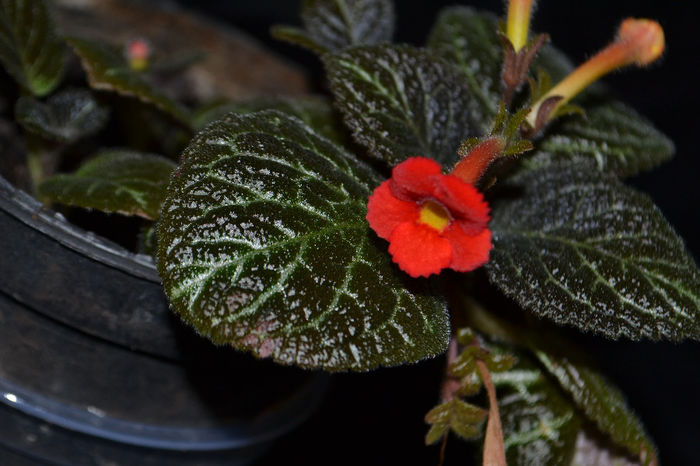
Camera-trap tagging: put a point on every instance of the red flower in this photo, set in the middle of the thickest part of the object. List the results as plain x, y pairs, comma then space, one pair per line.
432, 221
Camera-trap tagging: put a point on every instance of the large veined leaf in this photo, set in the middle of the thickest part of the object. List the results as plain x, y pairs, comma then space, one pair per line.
30, 49
332, 25
317, 112
263, 244
469, 40
107, 69
400, 102
66, 116
611, 135
120, 181
578, 247
602, 403
540, 424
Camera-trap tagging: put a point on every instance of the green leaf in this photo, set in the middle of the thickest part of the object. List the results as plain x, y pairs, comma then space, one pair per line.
107, 70
115, 180
400, 101
460, 417
317, 112
469, 40
579, 247
540, 424
332, 25
30, 49
263, 244
611, 135
601, 402
66, 116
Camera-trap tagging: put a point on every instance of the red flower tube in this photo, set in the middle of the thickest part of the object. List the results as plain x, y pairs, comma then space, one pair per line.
432, 221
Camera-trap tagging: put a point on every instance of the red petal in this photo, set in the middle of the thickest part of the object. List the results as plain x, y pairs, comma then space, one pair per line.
385, 212
468, 252
463, 200
414, 178
419, 250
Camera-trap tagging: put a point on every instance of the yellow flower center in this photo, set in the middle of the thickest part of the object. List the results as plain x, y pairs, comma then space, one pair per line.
434, 215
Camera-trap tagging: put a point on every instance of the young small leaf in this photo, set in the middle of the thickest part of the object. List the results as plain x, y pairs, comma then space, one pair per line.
602, 403
107, 70
66, 116
399, 102
540, 424
30, 49
332, 25
578, 247
119, 181
263, 244
469, 40
611, 135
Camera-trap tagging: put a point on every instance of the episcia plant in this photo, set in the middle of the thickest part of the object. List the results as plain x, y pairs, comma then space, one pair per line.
450, 200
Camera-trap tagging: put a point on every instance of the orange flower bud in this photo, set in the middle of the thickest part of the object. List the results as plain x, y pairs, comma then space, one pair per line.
638, 41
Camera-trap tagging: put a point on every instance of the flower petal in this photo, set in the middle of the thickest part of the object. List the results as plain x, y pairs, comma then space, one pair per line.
415, 178
464, 202
469, 252
419, 250
385, 212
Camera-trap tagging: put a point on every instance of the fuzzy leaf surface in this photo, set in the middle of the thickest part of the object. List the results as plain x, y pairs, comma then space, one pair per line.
30, 49
611, 135
602, 403
317, 112
540, 425
469, 40
580, 248
337, 24
66, 116
107, 70
400, 101
263, 245
119, 181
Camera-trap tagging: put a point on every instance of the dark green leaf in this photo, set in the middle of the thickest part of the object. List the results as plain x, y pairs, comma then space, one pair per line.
107, 69
332, 25
30, 49
540, 424
316, 112
460, 417
115, 180
601, 402
611, 135
399, 102
263, 244
66, 116
469, 40
578, 247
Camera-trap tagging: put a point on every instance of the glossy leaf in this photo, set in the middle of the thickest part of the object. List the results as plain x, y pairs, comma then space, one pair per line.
469, 40
602, 403
611, 135
263, 244
30, 50
316, 112
540, 425
332, 25
400, 101
580, 248
120, 181
66, 116
107, 70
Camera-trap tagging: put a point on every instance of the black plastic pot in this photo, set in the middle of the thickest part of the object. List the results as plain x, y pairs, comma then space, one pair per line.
94, 368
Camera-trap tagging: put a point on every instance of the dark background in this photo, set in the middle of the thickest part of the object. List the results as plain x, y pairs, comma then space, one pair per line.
378, 417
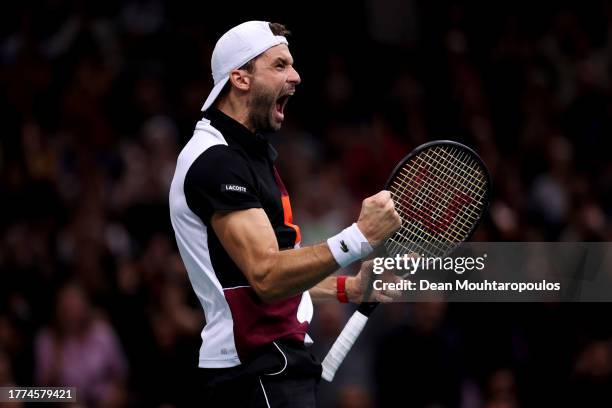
::::
▶ **Compito da svolgere**
Estrai e ricopia senza modifiche le righe delle voci dalla riga che contiene "the dark green" fino alla fine delle voci, con entrambi gli estremi inclusi. Lascia fuori dalla risposta le immagini.

▶ **Risposta al compito**
Camera-trap tagging: put a point on every instance of the dark green leaf in this photo, set in the middle of the thickest part of the object. List the results as plain x, y pairs, comma then space, one pair per line.
107, 69
332, 25
30, 49
540, 424
316, 112
460, 417
115, 180
601, 402
611, 135
399, 102
263, 244
66, 116
469, 40
578, 247
Camera-trap tagging: put a point on every instance of the glossy leaf in this photo, set in the middle of the thickest part of the object. List the results as plain x, y pairs, comma then space, one pair per line.
469, 40
602, 403
611, 135
263, 244
30, 50
316, 112
540, 425
332, 25
400, 101
580, 248
120, 181
66, 116
107, 70
Camera-trap tagging: put a point on every instance of the black plastic pot in this photo, set in the middle of the thickest part of the object. List the results as plain x, y pairs, comma then space, one pair per line.
94, 368
Camera-trap tagging: put a point on every instance of the dark background in this photo, set in the middle of the thickest part of the object. List the results as plain x, y pairs, comma then space, one pair per line.
378, 417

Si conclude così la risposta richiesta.